Instructions for the task
The lines from the top of the records below through the one containing "Identify the position of each instance of the tiled" are to be transcribed exactly, and nothing else is to be added.

Dataset records:
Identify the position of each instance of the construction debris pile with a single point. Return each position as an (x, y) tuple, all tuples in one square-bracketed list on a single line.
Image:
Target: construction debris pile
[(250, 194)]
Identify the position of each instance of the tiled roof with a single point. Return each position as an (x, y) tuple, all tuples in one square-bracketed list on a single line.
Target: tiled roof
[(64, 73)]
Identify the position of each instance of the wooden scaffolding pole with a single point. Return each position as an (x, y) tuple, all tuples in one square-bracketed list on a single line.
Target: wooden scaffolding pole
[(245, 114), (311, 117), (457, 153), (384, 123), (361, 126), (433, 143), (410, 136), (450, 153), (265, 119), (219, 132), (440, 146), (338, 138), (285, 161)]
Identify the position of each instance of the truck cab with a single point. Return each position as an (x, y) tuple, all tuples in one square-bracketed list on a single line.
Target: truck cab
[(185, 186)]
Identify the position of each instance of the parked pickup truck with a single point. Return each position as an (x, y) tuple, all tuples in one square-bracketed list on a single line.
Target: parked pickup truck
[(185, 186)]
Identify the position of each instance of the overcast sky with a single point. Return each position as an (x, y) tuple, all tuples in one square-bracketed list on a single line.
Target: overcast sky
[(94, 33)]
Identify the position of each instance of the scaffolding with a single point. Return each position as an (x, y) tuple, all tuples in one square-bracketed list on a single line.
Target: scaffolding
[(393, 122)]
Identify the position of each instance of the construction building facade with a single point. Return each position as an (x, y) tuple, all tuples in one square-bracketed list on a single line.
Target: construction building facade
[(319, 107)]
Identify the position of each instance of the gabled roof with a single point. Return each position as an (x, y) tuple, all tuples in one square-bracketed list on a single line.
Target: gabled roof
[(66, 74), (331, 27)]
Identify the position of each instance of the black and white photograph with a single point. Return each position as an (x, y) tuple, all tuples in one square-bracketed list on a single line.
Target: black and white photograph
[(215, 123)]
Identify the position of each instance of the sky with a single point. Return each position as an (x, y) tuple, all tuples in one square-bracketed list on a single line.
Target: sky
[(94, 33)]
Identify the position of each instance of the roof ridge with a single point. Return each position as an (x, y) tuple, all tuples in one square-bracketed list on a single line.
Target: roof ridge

Problem solution
Identify the position of each instance of the construction debris pile with a single point. Return each position as an (x, y) tuple, all tuples in one square-bracketed list on a single line.
Image:
Target: construction debris pile
[(250, 194)]
Identify the position of each instance of the tiled roof with a single point. Return each position as an (x, y) tuple, all tuples in one square-bracketed list on a single line.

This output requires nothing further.